Activity => Below are lines of data; restate word for word those running from the line containing "Task: locate the side" to the line containing "Task: locate the tread", inclusive, and no others.

-------- Supplied information

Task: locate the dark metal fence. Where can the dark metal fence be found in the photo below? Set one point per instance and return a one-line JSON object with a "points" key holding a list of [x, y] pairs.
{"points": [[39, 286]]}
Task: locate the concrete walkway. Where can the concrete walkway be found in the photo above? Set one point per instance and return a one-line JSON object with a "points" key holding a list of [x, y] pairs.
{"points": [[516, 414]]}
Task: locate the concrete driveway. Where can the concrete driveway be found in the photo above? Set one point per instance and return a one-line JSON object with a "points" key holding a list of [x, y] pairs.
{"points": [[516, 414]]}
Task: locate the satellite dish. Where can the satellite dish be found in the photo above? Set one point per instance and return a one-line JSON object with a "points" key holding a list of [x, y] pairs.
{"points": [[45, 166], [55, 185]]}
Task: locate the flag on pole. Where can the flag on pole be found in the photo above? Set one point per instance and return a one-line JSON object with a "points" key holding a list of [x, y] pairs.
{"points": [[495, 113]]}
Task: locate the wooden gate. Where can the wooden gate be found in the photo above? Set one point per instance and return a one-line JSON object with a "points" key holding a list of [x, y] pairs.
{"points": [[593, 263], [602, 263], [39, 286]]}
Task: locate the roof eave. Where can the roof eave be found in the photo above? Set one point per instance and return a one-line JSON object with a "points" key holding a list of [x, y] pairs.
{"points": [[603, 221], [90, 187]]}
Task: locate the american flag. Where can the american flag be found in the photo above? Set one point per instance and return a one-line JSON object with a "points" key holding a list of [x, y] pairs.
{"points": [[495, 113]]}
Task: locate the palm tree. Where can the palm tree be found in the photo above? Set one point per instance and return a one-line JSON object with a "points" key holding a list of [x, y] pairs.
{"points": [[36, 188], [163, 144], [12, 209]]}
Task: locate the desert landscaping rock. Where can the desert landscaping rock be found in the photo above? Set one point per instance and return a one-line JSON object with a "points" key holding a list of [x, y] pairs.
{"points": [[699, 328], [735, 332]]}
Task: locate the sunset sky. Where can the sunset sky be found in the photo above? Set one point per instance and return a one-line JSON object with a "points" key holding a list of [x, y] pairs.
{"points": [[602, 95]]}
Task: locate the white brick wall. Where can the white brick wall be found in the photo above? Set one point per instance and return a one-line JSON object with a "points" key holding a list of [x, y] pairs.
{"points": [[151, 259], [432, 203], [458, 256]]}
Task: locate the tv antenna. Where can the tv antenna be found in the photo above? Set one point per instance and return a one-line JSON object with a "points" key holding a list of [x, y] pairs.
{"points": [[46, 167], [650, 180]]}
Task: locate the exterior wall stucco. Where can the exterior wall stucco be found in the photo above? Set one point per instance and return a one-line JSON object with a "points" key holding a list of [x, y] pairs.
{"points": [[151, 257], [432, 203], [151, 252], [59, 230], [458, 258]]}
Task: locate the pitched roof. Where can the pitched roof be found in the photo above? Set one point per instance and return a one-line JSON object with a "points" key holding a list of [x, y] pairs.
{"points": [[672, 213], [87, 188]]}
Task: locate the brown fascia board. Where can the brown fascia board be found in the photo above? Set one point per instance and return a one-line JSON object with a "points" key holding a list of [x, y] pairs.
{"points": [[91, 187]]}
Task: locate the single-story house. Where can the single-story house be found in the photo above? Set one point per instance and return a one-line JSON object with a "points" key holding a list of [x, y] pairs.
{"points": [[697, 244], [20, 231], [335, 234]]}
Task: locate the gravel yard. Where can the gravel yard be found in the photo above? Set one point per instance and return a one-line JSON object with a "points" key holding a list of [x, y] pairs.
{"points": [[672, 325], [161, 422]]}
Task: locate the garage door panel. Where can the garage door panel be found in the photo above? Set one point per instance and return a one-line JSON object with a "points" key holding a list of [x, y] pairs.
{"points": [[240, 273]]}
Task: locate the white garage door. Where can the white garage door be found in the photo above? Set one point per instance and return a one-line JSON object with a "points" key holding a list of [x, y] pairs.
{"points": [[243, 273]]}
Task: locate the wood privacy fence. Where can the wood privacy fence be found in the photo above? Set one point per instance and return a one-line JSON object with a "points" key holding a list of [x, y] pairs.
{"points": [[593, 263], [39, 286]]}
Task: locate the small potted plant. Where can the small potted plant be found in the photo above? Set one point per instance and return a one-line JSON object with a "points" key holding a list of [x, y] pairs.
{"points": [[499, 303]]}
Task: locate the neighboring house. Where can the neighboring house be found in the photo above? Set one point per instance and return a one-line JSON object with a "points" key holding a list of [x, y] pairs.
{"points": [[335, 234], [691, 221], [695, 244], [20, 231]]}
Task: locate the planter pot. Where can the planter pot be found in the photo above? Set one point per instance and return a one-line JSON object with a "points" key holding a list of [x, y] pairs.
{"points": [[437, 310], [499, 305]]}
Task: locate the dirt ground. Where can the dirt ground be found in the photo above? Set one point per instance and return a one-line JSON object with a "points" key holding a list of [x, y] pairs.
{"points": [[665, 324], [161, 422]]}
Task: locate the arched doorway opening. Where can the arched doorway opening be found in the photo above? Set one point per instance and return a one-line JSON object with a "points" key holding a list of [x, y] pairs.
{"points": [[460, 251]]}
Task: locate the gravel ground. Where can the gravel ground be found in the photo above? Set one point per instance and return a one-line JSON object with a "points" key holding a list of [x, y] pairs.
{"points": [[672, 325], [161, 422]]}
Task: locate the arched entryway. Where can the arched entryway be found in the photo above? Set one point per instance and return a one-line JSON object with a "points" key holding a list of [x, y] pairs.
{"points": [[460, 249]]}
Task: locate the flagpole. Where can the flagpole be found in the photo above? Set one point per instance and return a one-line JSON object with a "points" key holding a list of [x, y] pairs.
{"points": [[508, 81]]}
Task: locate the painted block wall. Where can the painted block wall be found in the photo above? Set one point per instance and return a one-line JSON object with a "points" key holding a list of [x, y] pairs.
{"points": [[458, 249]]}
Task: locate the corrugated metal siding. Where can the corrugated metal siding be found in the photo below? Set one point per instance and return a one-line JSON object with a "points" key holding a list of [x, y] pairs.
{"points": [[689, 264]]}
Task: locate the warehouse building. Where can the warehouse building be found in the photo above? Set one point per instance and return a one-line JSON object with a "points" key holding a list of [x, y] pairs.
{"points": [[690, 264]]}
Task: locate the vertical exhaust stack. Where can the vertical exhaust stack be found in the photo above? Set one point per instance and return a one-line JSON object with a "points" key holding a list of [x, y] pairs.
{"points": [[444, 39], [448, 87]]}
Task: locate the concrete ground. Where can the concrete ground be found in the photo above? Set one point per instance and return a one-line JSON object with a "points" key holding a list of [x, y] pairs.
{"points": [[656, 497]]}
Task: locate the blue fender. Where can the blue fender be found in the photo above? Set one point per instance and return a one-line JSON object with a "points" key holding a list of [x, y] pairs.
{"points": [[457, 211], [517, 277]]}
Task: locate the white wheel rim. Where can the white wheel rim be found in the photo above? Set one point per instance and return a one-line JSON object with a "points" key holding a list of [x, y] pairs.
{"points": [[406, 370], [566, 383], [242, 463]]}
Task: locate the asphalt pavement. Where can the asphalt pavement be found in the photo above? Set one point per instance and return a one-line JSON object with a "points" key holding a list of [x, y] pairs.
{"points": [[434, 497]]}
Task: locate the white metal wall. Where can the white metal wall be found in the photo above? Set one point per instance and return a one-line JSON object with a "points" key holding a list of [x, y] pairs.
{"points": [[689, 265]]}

----------------
-------- Supplied information

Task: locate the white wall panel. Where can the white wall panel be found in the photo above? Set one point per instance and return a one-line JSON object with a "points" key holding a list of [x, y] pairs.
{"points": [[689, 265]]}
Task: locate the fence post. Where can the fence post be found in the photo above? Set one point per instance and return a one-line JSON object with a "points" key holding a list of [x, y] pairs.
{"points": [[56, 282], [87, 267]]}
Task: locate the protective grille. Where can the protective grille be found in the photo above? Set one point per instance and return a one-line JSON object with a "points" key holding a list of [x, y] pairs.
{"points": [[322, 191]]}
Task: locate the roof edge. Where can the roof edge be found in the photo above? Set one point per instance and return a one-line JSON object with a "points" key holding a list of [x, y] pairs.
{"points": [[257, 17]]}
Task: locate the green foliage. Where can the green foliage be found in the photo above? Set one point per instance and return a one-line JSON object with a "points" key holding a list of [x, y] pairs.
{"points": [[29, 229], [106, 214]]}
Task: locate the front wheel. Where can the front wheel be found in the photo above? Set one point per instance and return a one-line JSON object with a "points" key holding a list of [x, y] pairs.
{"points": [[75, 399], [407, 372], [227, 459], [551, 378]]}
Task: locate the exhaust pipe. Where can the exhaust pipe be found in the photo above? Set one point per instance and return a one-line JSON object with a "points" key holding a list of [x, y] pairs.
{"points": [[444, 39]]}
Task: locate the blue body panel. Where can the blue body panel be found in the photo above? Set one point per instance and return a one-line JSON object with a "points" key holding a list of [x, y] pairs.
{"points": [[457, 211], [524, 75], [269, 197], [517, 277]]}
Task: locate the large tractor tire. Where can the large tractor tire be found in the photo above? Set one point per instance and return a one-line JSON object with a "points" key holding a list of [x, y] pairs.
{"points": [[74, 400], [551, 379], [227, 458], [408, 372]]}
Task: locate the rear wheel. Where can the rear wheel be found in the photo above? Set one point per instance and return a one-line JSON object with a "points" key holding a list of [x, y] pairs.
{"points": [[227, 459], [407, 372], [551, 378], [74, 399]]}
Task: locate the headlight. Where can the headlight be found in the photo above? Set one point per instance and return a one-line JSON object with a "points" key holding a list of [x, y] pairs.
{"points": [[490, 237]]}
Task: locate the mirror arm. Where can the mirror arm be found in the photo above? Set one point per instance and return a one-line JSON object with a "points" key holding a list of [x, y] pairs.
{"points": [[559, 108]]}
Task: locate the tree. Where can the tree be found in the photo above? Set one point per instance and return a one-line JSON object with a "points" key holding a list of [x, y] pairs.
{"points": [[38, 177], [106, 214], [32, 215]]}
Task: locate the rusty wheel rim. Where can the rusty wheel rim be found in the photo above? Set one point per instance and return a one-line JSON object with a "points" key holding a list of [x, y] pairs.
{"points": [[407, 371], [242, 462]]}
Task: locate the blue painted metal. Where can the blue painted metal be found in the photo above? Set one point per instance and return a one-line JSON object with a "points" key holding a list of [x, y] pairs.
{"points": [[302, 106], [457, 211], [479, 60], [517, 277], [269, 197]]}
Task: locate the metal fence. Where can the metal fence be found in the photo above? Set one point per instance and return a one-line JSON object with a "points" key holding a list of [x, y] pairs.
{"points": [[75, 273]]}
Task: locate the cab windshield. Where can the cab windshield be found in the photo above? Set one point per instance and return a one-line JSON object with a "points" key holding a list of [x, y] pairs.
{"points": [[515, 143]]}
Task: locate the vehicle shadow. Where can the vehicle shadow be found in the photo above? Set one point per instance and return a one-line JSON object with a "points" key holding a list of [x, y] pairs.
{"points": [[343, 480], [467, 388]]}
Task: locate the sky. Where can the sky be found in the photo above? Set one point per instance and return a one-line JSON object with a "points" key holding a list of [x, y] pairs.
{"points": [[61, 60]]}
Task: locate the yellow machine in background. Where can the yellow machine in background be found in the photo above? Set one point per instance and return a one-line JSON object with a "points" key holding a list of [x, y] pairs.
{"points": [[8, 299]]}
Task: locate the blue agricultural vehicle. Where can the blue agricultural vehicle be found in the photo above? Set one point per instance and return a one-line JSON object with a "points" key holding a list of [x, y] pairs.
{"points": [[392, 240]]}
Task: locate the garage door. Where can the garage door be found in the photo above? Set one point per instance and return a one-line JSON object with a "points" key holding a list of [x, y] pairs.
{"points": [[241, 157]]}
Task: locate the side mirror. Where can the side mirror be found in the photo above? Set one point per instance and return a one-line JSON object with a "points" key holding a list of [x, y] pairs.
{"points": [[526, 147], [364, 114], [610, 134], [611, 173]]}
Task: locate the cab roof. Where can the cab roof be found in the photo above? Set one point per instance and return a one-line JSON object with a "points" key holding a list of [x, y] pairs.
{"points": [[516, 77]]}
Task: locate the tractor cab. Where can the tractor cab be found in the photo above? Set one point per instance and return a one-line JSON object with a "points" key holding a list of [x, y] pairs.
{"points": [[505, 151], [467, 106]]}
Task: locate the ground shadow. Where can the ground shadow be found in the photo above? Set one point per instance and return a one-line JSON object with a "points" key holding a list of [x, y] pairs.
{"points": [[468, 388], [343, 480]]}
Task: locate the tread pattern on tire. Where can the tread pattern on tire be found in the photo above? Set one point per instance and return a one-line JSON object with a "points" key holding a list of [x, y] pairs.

----------------

Response for this exercise =>
Task: locate the side mirror. Where can the side mirror be found in the photo above? Set one point per instance and return a one-line JSON object with a "points" key holding a list of [x, y] pairs.
{"points": [[526, 147], [364, 114], [610, 134], [611, 173]]}
Task: locate the cab roof. Where can the cab roof be found in the photo above? Set one point per instance and return a one-line JSON object with a "points" key holding a list of [x, y] pairs.
{"points": [[516, 77]]}
Task: locate the tractor cab. Where can the tractor cab be found in the photo above? Set one point per instance and return a one-line JSON object with a "points" key holding a list of [x, y] pairs.
{"points": [[505, 151], [467, 106]]}
Task: locate the ground shadow. Where can the ground shadow be found in the photo above? Set one point per instance and return a one-line JSON object with a "points" key holding a list of [x, y] pairs.
{"points": [[468, 388], [343, 480]]}
Task: locate the tread pattern on tire. Where can the tread pattern on tire be found in the photo above? Set one point per instance and return a one-line JSON object with a "points" key holding a list of [x, y] pairs.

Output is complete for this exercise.